(Object position labeling entries)
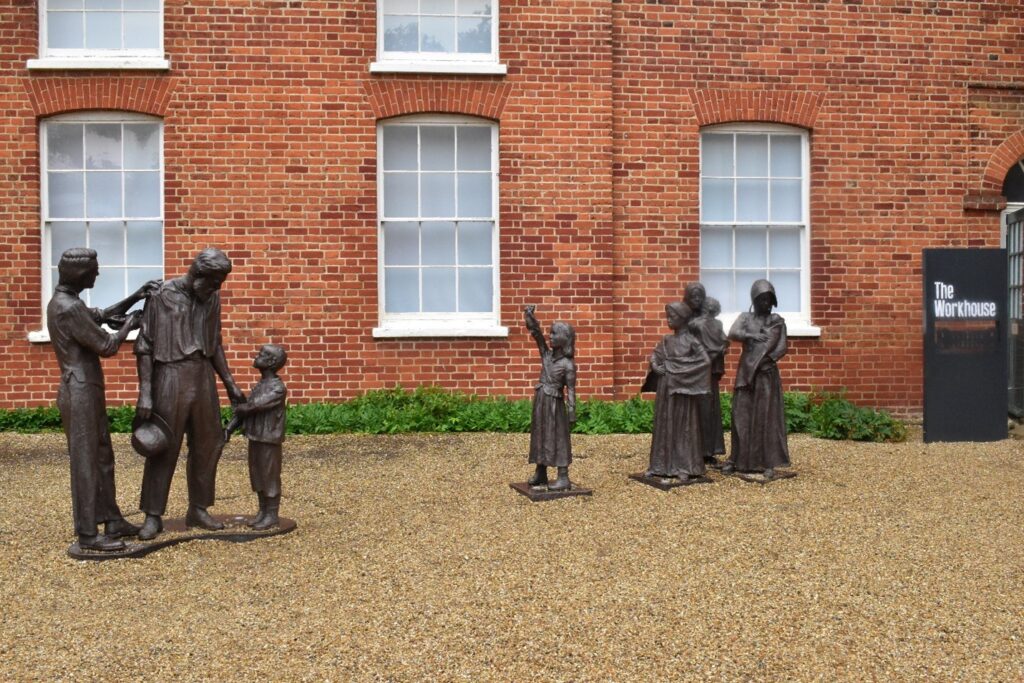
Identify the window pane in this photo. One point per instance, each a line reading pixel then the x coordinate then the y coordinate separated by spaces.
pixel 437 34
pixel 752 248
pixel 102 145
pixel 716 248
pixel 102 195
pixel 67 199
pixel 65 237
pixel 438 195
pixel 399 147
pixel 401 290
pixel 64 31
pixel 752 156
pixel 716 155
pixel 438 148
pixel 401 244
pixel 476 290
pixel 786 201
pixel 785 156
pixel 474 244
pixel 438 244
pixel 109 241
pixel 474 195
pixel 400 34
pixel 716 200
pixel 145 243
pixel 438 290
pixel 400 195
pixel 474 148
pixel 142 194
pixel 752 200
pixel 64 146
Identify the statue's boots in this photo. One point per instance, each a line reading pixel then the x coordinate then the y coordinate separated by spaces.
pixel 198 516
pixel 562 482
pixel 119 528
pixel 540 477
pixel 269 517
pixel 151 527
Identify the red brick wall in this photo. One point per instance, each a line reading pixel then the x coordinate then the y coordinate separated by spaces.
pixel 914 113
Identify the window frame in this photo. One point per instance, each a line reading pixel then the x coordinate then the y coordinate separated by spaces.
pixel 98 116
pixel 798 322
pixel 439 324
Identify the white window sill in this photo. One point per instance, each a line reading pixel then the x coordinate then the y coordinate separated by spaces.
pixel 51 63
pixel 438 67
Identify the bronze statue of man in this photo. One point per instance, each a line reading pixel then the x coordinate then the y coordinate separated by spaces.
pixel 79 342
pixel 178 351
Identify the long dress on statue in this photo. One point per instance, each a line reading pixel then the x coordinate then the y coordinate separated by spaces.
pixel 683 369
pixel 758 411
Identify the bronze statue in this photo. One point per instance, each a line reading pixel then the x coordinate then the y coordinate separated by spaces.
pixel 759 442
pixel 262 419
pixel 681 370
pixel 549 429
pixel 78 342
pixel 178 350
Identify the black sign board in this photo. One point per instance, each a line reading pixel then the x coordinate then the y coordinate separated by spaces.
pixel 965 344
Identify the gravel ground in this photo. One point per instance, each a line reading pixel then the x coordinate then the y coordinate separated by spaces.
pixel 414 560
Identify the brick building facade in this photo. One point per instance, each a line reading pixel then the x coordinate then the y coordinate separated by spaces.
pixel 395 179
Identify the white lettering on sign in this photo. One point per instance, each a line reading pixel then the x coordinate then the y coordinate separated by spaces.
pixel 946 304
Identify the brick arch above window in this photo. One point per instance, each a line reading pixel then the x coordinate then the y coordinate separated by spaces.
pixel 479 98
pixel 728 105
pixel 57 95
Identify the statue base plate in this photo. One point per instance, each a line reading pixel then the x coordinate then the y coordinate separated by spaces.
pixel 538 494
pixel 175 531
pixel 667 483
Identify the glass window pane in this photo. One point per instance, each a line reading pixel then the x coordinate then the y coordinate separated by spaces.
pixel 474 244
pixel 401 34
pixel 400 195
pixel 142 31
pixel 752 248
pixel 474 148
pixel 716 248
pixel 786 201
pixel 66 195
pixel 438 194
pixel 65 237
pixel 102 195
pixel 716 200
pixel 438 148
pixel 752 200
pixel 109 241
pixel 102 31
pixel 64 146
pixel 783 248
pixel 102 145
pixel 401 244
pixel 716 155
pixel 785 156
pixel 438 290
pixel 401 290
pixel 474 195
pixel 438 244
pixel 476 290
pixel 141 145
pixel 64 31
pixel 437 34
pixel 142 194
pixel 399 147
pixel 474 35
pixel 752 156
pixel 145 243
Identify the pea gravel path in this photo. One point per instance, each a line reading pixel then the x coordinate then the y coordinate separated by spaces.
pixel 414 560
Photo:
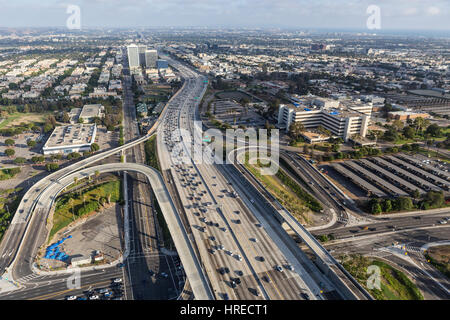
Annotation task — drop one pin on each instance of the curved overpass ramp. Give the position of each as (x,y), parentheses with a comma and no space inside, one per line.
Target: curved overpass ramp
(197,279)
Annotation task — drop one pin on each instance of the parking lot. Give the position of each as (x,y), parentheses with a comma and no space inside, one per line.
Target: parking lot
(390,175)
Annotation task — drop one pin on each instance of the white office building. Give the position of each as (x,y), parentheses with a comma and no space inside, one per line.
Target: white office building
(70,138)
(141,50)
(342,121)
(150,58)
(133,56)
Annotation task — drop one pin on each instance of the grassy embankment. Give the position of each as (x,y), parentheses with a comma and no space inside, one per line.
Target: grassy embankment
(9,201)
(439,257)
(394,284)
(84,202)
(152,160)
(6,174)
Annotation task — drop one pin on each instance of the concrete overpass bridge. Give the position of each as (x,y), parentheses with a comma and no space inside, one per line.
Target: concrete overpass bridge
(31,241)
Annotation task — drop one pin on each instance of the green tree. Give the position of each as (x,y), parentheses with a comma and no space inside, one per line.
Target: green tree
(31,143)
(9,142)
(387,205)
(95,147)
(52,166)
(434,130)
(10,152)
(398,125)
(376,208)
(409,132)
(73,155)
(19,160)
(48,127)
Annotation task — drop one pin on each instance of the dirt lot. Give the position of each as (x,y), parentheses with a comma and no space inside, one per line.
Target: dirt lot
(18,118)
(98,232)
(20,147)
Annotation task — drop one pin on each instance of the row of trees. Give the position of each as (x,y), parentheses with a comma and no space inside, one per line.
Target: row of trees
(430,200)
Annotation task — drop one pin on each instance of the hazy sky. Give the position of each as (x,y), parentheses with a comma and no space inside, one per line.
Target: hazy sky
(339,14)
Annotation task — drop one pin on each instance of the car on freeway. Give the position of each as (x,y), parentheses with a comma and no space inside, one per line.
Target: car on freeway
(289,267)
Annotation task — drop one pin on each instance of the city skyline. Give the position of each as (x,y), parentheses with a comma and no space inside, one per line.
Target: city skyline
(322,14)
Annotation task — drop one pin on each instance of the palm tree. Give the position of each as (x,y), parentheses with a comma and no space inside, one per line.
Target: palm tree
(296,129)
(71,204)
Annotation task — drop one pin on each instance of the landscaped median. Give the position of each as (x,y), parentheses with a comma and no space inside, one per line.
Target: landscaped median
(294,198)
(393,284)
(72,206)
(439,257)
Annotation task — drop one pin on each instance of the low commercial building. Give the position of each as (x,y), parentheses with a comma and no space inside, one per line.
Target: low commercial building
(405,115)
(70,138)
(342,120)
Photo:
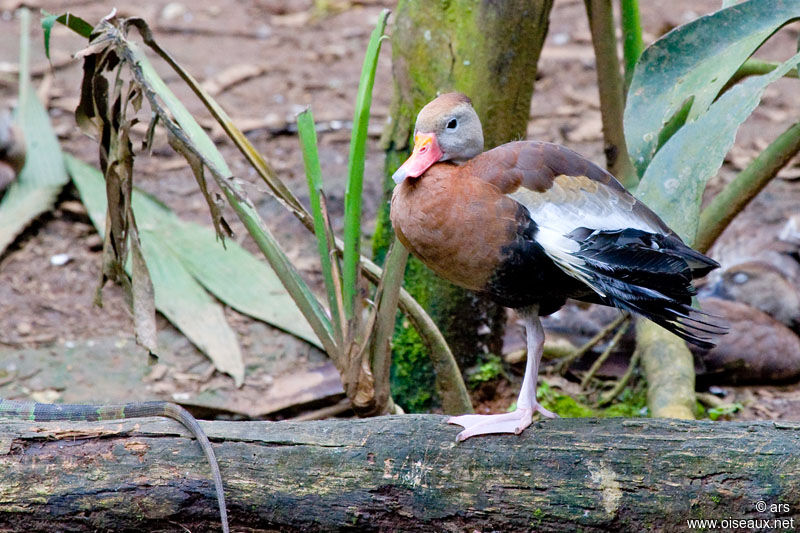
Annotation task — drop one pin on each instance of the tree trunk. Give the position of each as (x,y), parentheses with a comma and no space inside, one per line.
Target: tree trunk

The request:
Arrange the material as a JSON list of strings with one string per line, skipping blank lines, covering only the stretch starting at the first line of the material and ending at the line that contains "pixel 914 113", both ends included. Leave the pictures out of the list.

Task answer:
[
  "Identify the window pane in this photo. One point per instance, each a line reading pixel then the x coordinate then the y coordinate separated by spaces.",
  "pixel 437 34",
  "pixel 752 248",
  "pixel 102 145",
  "pixel 716 248",
  "pixel 102 195",
  "pixel 67 199",
  "pixel 65 237",
  "pixel 438 195",
  "pixel 399 147",
  "pixel 401 290",
  "pixel 64 31",
  "pixel 752 156",
  "pixel 716 155",
  "pixel 438 148",
  "pixel 401 244",
  "pixel 476 290",
  "pixel 786 201",
  "pixel 785 156",
  "pixel 474 244",
  "pixel 438 244",
  "pixel 109 241",
  "pixel 474 195",
  "pixel 400 34",
  "pixel 716 200",
  "pixel 145 243",
  "pixel 438 290",
  "pixel 400 195",
  "pixel 474 148",
  "pixel 142 194",
  "pixel 752 200",
  "pixel 64 146",
  "Identify the statue's boots in this photo. One point per instance, each a line reading pixel then the x coordinate then the y coordinate separated by spaces.",
  "pixel 198 516",
  "pixel 562 482",
  "pixel 119 528",
  "pixel 540 477",
  "pixel 269 517",
  "pixel 151 527",
  "Identify the red brick wall in this photo. One point per instance, each a line reading pixel then the x coordinate then the y coordinate separated by spaces.",
  "pixel 914 113"
]